-------- SOURCE DOCUMENT
Examination of Witnesses (Questions 40-59)
MR JIM
MURPHY MP, KATE
JENNINGS AND
SARAH HULCOOP
7 FEBRUARY 2006
Q40 Sir Robert Smith: It is interesting
the way this 21-day rule works because, if the committee makes
its recommendation on the 21st day, does that allow the House
still to have a say?
Mr Murphy: Well, if the recommendation
would be, for example, to take it up from affirmative to super-affirmative,
that would then still give them another 39 days minimum to then
take it because, under the super-affirmative, it is up to 60 days,
so, if they made it on the 21st day and said, "We don't like
either the negative or the affirmative suggestion and we think
it should be super-affirmative", then, if my arithmetic is
right which I think it is, they have got another 39 days.
Q41 Sir Robert Smith: Where the House
could then say, "No, the committee is being too cautious
and it should just be affirmative"?
Ms Hulcoop: There is only the
21-day period in which either the House or the committee, whichever,
makes that final decision to require the higher procedure, but
it has obviously then got the additional amount of time to continue
scrutinising the order. As the Bill is currently drafted, there
is that 21-day cut-off and it would be for the House to organise
internally when it would require a committee to make its recommendations
and to allow enough time for that.
Mr Murphy: What I understand your
question to be is that, if a committee makes a recommendation
from 21 up to 60 and the Government says, "We don't fancy
that", the Government could, by another route, rely on the
will of the House. That is not where we are, it is not where we
have been and perhaps, in advance of the committee stage, we can
work on a working form of words that would offer the reassurance
that we gave previously on giving the commitment from the Government.
----------------
EXERCISE A: In the committee transcript, how many days does Mr Murphy say the super-affirmative procedure allows?
-------- MATERIAL FOR THIS EXERCISE
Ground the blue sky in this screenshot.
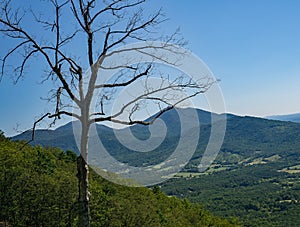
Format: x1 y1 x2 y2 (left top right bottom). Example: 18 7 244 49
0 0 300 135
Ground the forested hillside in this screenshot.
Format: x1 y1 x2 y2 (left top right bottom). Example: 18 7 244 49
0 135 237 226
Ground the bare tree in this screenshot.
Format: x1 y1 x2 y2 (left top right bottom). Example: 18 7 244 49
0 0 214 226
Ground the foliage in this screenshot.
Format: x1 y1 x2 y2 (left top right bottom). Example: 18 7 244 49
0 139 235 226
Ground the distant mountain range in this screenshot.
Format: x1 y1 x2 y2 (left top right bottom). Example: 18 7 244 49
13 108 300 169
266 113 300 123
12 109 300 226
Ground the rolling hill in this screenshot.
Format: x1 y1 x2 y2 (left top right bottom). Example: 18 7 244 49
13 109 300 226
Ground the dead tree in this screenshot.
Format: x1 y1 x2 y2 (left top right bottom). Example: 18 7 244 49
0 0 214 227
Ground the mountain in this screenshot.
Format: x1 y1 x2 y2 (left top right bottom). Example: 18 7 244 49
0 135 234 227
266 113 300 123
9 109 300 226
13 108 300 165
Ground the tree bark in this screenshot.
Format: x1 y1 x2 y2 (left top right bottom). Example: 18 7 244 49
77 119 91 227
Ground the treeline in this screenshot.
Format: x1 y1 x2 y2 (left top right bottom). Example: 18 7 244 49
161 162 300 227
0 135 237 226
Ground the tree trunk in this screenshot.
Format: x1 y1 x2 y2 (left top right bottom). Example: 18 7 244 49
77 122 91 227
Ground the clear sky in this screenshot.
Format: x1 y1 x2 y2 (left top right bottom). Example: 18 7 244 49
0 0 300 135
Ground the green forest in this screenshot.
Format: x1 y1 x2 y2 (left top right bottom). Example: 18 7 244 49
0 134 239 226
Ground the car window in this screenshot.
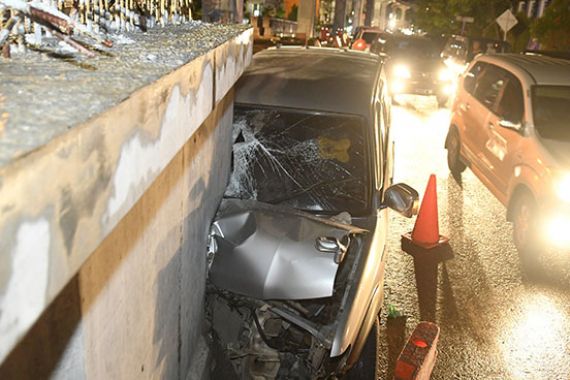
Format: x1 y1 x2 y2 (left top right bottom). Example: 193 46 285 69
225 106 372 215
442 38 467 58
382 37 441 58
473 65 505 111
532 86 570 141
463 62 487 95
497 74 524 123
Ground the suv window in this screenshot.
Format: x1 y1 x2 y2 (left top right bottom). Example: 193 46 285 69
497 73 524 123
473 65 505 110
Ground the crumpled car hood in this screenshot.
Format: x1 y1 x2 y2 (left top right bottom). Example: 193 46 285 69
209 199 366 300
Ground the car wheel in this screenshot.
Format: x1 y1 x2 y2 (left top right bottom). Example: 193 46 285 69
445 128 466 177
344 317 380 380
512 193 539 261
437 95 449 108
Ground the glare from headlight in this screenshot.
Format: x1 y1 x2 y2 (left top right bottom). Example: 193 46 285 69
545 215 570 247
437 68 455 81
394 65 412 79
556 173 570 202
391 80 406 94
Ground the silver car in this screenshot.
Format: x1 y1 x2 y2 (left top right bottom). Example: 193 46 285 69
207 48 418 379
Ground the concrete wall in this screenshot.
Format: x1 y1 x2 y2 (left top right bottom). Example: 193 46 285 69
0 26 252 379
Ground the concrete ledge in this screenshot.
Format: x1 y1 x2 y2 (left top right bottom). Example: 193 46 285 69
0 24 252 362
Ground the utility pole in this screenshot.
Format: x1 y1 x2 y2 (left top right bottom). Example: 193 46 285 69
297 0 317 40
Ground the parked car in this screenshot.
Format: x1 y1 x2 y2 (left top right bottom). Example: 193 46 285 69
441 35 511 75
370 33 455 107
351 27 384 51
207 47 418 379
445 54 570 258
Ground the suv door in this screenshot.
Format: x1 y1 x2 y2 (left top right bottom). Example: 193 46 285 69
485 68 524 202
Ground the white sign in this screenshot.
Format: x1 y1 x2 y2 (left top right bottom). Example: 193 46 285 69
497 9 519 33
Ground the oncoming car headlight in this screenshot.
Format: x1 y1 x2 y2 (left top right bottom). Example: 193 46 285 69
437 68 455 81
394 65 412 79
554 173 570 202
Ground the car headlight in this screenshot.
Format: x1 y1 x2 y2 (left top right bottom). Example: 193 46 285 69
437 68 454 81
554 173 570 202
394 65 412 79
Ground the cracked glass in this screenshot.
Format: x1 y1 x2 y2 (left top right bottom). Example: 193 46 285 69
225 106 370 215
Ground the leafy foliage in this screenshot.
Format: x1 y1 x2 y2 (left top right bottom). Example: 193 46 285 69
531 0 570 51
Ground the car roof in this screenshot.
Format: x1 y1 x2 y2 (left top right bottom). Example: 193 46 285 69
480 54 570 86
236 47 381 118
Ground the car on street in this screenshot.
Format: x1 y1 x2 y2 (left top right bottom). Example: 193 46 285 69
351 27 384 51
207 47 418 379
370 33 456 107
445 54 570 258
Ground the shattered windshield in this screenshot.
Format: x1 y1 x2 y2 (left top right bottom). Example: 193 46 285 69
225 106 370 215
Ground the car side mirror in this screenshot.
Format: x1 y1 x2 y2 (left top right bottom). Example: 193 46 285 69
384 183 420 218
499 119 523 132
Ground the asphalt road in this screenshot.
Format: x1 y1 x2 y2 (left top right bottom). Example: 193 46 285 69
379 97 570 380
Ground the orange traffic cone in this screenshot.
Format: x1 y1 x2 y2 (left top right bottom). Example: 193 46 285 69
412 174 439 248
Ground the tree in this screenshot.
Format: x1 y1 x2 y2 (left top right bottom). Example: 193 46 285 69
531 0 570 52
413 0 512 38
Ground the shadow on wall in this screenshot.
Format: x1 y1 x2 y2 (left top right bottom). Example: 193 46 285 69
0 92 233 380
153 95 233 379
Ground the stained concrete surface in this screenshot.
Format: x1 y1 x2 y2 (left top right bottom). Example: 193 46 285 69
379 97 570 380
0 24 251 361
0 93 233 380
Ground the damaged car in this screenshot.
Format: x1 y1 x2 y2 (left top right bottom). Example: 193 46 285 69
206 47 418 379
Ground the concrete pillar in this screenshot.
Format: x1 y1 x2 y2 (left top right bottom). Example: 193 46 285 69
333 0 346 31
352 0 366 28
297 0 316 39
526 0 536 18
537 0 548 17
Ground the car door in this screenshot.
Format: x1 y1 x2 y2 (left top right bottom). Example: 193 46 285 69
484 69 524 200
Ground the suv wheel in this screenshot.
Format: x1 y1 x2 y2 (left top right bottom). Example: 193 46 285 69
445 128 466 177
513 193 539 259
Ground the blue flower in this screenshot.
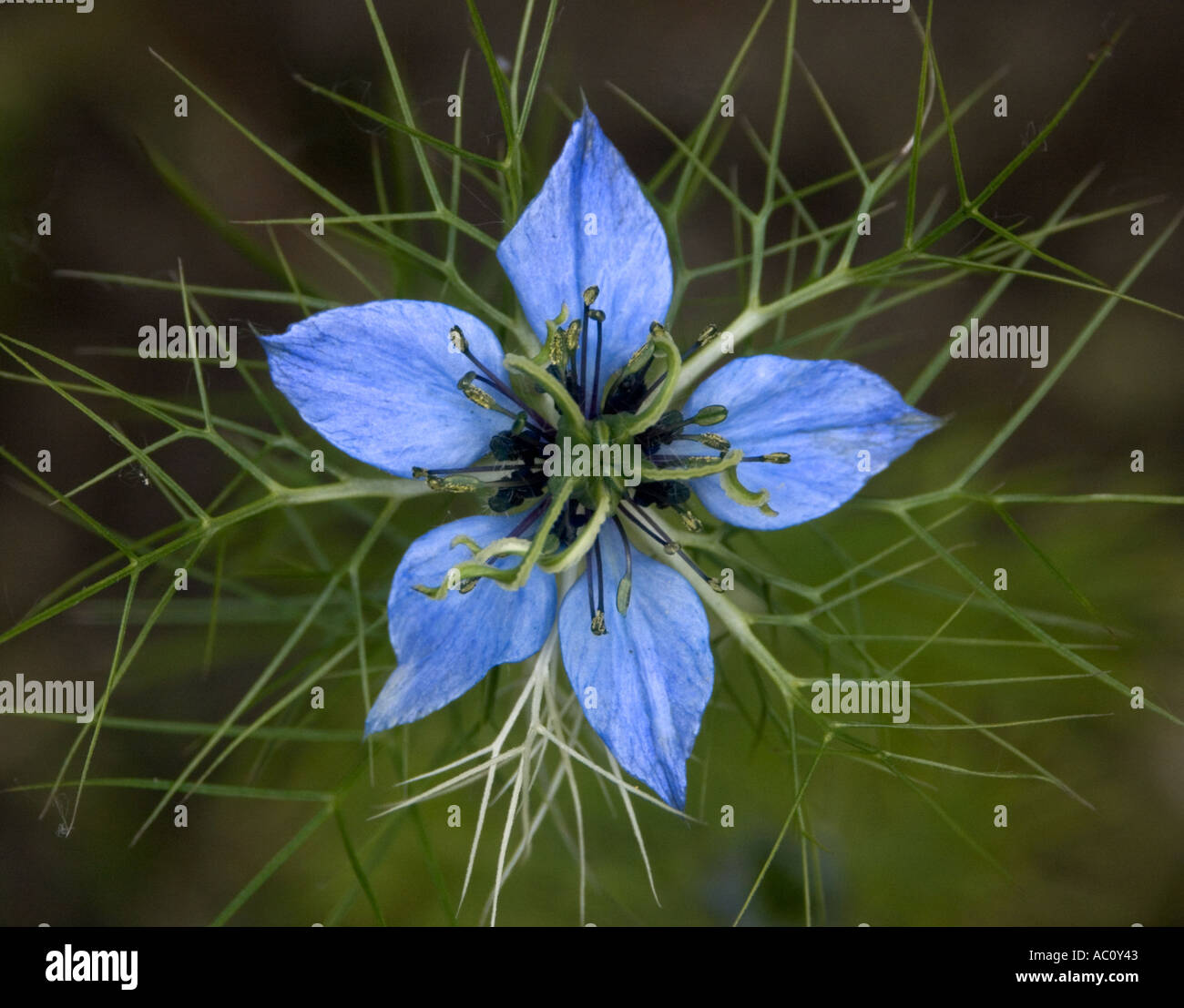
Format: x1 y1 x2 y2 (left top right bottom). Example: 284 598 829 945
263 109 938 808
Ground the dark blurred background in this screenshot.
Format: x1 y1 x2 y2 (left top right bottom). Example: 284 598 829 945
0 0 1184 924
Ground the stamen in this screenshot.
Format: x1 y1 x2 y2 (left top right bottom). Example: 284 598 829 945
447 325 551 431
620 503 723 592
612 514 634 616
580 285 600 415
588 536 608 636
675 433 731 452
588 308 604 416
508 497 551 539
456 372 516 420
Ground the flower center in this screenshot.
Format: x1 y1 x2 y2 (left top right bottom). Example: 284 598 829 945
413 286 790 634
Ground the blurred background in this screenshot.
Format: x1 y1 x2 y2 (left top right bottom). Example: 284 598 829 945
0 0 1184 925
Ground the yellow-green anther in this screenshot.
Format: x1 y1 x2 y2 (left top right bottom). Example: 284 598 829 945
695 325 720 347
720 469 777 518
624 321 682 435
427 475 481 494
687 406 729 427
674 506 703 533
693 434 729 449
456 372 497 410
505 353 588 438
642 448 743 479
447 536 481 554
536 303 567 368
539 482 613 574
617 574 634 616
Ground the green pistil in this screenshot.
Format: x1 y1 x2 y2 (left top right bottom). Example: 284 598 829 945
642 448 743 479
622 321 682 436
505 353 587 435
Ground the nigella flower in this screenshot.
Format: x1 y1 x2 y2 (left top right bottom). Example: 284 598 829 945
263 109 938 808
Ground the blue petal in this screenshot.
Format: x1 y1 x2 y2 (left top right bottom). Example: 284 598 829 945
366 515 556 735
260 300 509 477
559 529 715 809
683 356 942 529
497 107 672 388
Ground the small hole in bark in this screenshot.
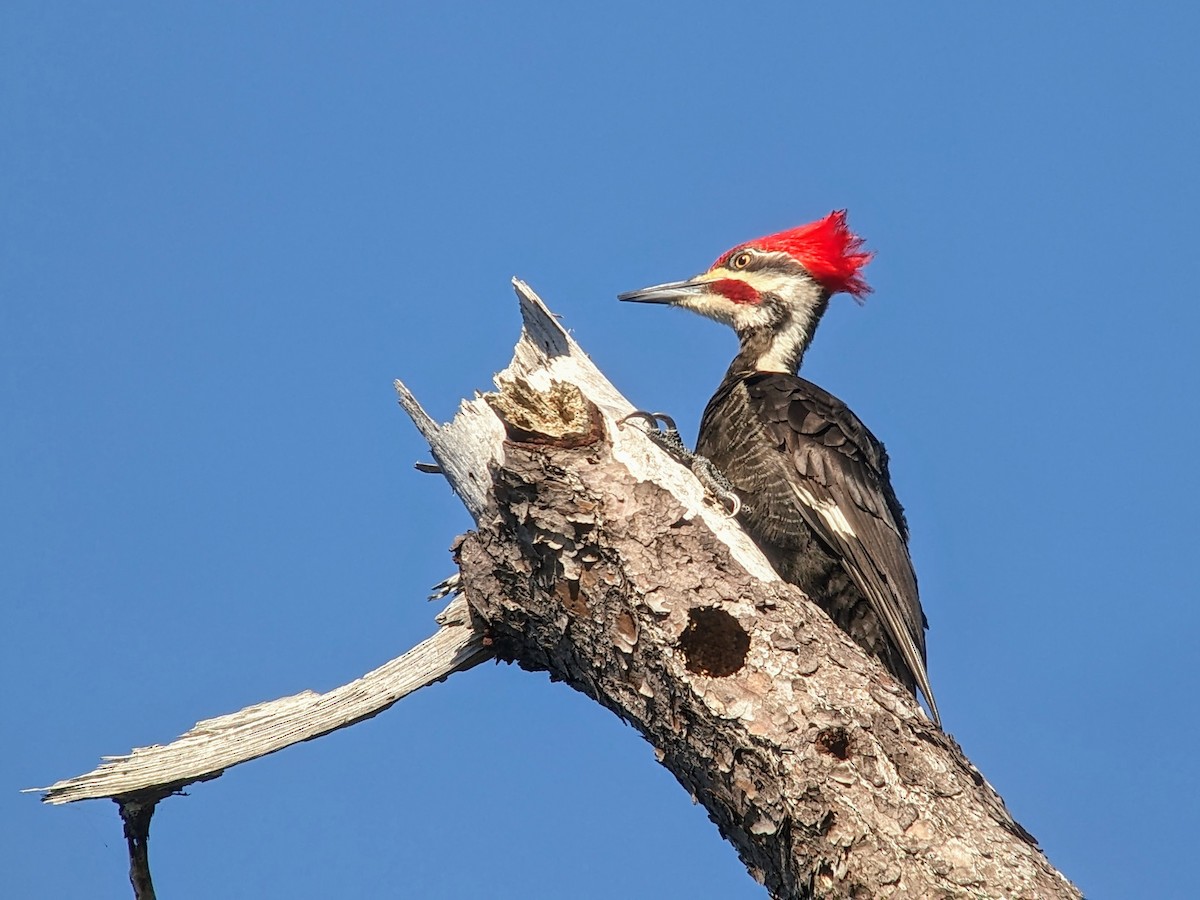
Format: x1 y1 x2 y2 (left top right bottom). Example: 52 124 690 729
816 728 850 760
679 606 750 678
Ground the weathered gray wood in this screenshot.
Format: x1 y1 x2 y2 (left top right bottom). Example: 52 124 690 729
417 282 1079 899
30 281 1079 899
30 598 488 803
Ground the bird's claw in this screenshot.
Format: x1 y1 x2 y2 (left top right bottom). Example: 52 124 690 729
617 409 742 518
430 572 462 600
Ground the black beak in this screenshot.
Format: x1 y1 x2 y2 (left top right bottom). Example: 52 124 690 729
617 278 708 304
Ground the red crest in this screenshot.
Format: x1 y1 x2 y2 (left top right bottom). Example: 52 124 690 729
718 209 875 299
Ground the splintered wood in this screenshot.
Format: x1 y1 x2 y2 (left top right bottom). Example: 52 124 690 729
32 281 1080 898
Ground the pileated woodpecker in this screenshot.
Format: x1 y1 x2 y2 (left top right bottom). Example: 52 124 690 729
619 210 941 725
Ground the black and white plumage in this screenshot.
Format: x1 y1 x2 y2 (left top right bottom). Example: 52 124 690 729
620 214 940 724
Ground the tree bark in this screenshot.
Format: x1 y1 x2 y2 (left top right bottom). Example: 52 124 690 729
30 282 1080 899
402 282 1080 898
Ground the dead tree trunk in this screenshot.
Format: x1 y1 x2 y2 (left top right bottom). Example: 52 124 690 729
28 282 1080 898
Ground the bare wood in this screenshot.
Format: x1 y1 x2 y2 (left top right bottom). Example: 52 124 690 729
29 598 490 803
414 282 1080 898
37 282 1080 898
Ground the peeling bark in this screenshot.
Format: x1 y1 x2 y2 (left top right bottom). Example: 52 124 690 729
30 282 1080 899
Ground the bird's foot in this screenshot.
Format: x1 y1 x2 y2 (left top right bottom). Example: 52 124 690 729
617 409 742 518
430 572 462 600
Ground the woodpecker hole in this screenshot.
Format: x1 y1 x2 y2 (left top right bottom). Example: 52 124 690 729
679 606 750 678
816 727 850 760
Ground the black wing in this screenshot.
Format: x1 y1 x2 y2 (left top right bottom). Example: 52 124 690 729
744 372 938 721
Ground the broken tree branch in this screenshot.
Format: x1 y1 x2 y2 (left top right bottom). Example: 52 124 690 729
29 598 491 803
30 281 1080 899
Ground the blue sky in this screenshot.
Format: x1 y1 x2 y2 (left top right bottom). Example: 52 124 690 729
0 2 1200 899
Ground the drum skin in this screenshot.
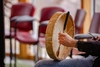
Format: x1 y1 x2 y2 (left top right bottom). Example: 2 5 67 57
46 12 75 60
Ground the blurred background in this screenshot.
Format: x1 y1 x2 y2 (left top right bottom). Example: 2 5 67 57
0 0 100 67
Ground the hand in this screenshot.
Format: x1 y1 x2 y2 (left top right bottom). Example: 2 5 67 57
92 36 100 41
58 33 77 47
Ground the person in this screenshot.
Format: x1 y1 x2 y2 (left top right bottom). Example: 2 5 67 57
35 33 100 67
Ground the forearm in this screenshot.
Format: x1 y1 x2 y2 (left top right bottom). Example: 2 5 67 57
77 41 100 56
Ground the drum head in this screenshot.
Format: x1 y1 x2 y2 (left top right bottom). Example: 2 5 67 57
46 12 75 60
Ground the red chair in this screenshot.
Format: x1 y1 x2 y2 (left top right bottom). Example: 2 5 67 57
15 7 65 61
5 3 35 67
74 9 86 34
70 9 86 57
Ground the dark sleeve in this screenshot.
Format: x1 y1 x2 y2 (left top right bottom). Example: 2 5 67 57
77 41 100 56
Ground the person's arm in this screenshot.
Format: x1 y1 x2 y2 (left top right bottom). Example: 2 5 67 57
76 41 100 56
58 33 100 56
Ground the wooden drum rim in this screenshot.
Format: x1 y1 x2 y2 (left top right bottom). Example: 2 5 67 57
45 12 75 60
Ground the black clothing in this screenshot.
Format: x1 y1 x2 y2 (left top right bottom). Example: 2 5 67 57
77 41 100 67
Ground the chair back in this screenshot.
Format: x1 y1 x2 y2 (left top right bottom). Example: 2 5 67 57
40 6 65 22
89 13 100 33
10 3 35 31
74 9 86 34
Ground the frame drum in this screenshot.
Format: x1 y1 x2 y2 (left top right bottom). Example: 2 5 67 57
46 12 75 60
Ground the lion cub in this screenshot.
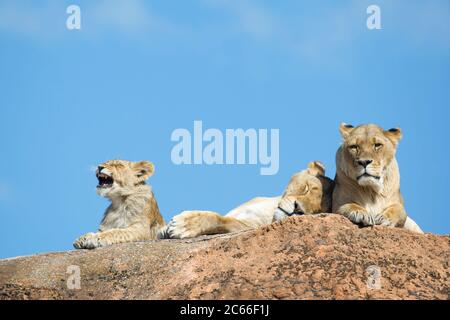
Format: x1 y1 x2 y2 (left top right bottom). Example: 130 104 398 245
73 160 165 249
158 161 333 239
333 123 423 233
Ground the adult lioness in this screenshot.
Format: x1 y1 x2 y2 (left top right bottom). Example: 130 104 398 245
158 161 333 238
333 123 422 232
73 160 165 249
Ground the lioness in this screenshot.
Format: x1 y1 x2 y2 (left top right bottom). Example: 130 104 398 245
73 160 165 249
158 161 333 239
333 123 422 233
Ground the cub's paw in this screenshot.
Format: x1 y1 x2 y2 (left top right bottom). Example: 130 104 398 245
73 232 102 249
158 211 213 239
----------------
EXERCISE B: Copy lines from the entries verbatim. Begin at the line that contains "Ground the dark blurred" and stop after the line that contains "0 0 1184 925", including both.

FINISHED ANSWER A: Up to 60 days.

FINISHED ANSWER B:
Ground the dark blurred background in this screenshot.
Format: x1 y1 x2 y2 (left top right bottom). Example: 284 598 829 945
0 0 1184 924
Ground the stamen in this screenshot.
Format: x1 y1 x2 y2 (left top right bottom). Example: 284 598 829 945
447 325 551 431
620 503 723 592
612 514 634 616
580 285 600 415
588 536 608 636
675 433 731 452
588 308 604 416
508 497 551 539
456 372 516 420
Ground the flower center in this screenshot.
Format: x1 y1 x2 y2 (left top right bottom). Example: 284 598 829 945
413 286 790 634
Ground the blurred background in this screenshot.
Format: x1 y1 x2 y2 (left top right bottom). Example: 284 598 829 945
0 0 1184 925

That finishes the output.